**EXERCISE**
Please switch each "pick planner" in the records below to "grasp planner" and write out the records again, leaving everything else unchanged.

Object point labels:
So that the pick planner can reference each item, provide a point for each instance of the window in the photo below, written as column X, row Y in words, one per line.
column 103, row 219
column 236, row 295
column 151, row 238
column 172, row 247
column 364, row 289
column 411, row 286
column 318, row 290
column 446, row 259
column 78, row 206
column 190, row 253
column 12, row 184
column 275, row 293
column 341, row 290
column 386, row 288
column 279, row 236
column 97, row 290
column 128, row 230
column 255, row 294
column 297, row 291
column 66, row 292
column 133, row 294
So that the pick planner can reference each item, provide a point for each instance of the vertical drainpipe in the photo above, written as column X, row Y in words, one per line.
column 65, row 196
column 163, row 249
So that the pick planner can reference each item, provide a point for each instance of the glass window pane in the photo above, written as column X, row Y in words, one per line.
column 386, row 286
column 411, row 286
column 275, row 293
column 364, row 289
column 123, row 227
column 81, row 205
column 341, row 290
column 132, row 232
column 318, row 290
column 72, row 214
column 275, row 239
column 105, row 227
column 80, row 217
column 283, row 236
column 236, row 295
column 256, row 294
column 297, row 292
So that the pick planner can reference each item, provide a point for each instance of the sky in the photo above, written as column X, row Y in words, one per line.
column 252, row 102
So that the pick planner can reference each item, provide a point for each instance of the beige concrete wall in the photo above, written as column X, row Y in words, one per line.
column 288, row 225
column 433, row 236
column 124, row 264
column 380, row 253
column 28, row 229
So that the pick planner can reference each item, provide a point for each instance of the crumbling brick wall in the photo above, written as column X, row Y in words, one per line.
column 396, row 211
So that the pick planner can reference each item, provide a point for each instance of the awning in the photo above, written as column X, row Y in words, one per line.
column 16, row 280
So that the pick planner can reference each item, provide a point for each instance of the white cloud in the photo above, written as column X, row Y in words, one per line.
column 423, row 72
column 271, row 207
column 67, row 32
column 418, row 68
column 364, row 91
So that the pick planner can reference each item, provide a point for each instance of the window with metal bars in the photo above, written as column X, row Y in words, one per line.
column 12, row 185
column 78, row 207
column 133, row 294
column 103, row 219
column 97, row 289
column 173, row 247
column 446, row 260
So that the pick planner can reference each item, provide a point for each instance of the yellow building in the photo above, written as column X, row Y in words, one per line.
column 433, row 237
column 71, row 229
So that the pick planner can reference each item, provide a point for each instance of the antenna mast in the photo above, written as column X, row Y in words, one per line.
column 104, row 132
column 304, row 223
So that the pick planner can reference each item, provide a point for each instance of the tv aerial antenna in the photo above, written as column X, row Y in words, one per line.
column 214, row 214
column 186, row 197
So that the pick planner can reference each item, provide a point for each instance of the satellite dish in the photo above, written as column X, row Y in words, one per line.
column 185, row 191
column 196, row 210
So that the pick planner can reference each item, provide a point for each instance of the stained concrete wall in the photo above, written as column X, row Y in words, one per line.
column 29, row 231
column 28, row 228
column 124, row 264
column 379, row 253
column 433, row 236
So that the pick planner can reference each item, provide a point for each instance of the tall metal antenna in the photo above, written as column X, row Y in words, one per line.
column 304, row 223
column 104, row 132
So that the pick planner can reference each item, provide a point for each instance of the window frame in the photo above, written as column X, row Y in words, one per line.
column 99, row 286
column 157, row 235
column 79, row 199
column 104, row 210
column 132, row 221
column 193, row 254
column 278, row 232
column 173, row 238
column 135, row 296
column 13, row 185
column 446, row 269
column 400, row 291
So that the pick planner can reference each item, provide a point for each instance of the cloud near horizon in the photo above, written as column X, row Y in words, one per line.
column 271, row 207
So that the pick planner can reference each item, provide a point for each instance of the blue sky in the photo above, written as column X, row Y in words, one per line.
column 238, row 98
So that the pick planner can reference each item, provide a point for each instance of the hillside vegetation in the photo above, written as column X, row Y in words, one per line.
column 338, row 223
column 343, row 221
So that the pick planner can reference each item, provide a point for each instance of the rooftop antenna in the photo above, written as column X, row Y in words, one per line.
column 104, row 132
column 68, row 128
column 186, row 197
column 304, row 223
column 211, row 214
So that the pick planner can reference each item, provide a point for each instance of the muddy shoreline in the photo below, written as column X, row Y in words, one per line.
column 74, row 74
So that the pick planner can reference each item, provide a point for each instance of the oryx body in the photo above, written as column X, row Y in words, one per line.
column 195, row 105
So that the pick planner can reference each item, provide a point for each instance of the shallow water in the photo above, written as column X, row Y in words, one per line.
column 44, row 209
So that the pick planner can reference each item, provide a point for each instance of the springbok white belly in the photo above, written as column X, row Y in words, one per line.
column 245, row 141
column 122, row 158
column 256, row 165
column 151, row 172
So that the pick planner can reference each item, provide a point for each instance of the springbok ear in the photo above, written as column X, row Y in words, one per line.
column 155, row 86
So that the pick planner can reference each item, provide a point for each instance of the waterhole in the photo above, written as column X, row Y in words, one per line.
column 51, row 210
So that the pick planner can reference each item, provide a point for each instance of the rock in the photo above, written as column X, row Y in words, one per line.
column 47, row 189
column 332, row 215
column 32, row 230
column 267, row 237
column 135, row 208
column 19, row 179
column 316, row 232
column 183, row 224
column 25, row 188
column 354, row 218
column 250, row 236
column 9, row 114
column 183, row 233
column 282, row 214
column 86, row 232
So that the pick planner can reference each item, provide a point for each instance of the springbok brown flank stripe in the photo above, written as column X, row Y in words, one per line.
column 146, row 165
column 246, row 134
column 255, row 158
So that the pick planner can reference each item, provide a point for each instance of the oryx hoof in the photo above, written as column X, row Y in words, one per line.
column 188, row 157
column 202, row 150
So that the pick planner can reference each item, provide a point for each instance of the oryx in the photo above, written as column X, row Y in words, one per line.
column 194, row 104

**SOLUTION TO THE PROBLEM**
So that the grasp planner can reference each item, provide a point for each instance of the window in the photo below, written as column X, row Y in words, one per line.
column 103, row 219
column 236, row 295
column 151, row 238
column 172, row 247
column 364, row 289
column 411, row 286
column 318, row 290
column 446, row 259
column 78, row 206
column 190, row 253
column 12, row 184
column 275, row 293
column 341, row 290
column 386, row 288
column 279, row 236
column 97, row 290
column 128, row 230
column 255, row 294
column 297, row 291
column 66, row 292
column 133, row 294
So that the grasp planner can reference each item, provide a point for each instance of the vertical drainpipe in the photo above, written as column X, row Y in words, one per line.
column 65, row 196
column 163, row 249
So that the grasp planner can reference each item, provide a point for each instance of the glass window pane in the photo above, written as column X, row Y in words, one per line.
column 386, row 286
column 411, row 286
column 275, row 293
column 364, row 289
column 123, row 227
column 81, row 205
column 341, row 290
column 132, row 232
column 318, row 290
column 72, row 214
column 275, row 239
column 105, row 227
column 80, row 217
column 283, row 236
column 236, row 295
column 256, row 294
column 297, row 292
So that the grasp planner can reference each item, provide a point for each instance of the sky in the photo above, written as column X, row Y in words, one per line.
column 252, row 102
So that the grasp planner can reference each item, provide a point for each instance of the beige concrete wall in the photo above, written as column X, row Y in words, one per line.
column 288, row 225
column 433, row 236
column 124, row 264
column 380, row 253
column 28, row 229
So that the grasp planner can reference each item, provide a point for each instance of the crumbling brick wall in the photo above, written as column X, row Y in words, one per line.
column 396, row 211
So that the grasp planner can reference each item, provide a point for each instance of the awning in the photo above, written as column X, row Y in words, one per line.
column 16, row 280
So that the grasp planner can reference each item, provide a point for each instance of the white cloud in the photo above, written as column X, row Y in words, one per line.
column 423, row 72
column 271, row 207
column 67, row 32
column 418, row 68
column 364, row 91
So that the grasp planner can reference each item, provide a point for each instance of the window with metal bars in the photo above, written as column X, row Y in words, one per line.
column 12, row 185
column 78, row 207
column 133, row 294
column 103, row 219
column 97, row 289
column 173, row 247
column 446, row 260
So that the grasp planner can reference each item, provide a point for each instance of the yellow building in the photo above, written as column X, row Y in words, one per line.
column 433, row 237
column 71, row 229
So that the grasp planner can reference each item, provide a point for each instance of the antenna mast in the photo above, written as column X, row Y in words, one per line.
column 104, row 132
column 304, row 223
So that the grasp planner can reference each item, provide a point for each instance of the tv aerial antenna in the photo above, written as column X, row Y in words, one per line.
column 214, row 214
column 186, row 197
So that the grasp planner can reference each item, provide a point for each instance of the satellite dish in the photo above, written as column X, row Y in words, one per line.
column 185, row 191
column 196, row 210
So that the grasp planner can reference each item, provide a point for each instance of the stained concrete wall in the photo above, written as column X, row Y in words, one per line.
column 29, row 231
column 28, row 228
column 124, row 264
column 379, row 253
column 433, row 236
So that the grasp planner can reference each item, provide a point for each instance of the tall metal antenna in the photo above, written as column X, row Y in words, one per line.
column 304, row 223
column 104, row 132
So that the grasp planner can reference each item, provide a point for each instance of the window frame in the photo above, written as column X, row Y in words, one per line.
column 99, row 286
column 157, row 235
column 79, row 199
column 104, row 210
column 132, row 221
column 193, row 254
column 278, row 232
column 173, row 238
column 135, row 296
column 13, row 185
column 446, row 269
column 400, row 291
So that the grasp planner can reference each item, provide a point for each instance of the cloud near horizon in the photo above, written as column X, row Y in words, one per line.
column 271, row 207
So that the grasp planner can reference each item, provide a point for each instance of the blue sky in the photo above, written as column X, row Y in words, one per line.
column 238, row 98
So that the grasp planner can reference each item, provide a point for each instance of the hillside vegetation in the photo above, written as column X, row Y in words, one per line.
column 338, row 223
column 343, row 221
So that the grasp planner can reference each item, provide a point for each instance of the rooftop antenna in the photo above, written as column X, row Y in words, one per line.
column 104, row 132
column 68, row 128
column 186, row 197
column 304, row 223
column 211, row 214
So that the grasp planner can reference each item, provide a point for each instance of the muddy shoreline in the photo below, written as column X, row Y in words, one per line.
column 74, row 74
So that the grasp planner can reference each item, provide a point for each instance of the oryx body in the photo above, written as column X, row Y in words, one per line.
column 195, row 105
So that the grasp planner can reference each item, provide a point for each instance of the shallow water in the photo above, written as column X, row Y in words, one per line.
column 44, row 209
So that the grasp planner can reference each item, provide a point for each instance of the springbok white belly in the photo above, written as column X, row Y in words, one per line.
column 245, row 141
column 122, row 158
column 256, row 165
column 151, row 172
So that the grasp planner can reference each item, provide a point for each instance of the springbok ear in the photo above, written as column X, row Y in words, one per line.
column 155, row 86
So that the grasp planner can reference each item, provide a point for each instance of the waterhole in the photo above, written as column X, row Y in words, one per line.
column 51, row 210
So that the grasp planner can reference each item, provide a point for each instance of the rock in the photo above, written as column X, row Y in words, one per line.
column 47, row 189
column 332, row 215
column 32, row 230
column 267, row 237
column 135, row 208
column 19, row 179
column 316, row 232
column 183, row 224
column 25, row 188
column 354, row 218
column 250, row 236
column 9, row 114
column 183, row 233
column 282, row 214
column 86, row 232
So that the grasp planner can reference each item, provide a point for each instance of the springbok brown flank stripe in the photo above, written as column X, row Y in words, one per line.
column 146, row 165
column 246, row 134
column 255, row 158
So that the grasp planner can reference each item, provide a point for each instance of the oryx hoof in the photo above, written as column X, row Y in words, one per line.
column 188, row 157
column 202, row 150
So that the grasp planner can reference each item, provide a point for each instance of the oryx in the photo above, written as column X, row Y in words, one per line.
column 194, row 104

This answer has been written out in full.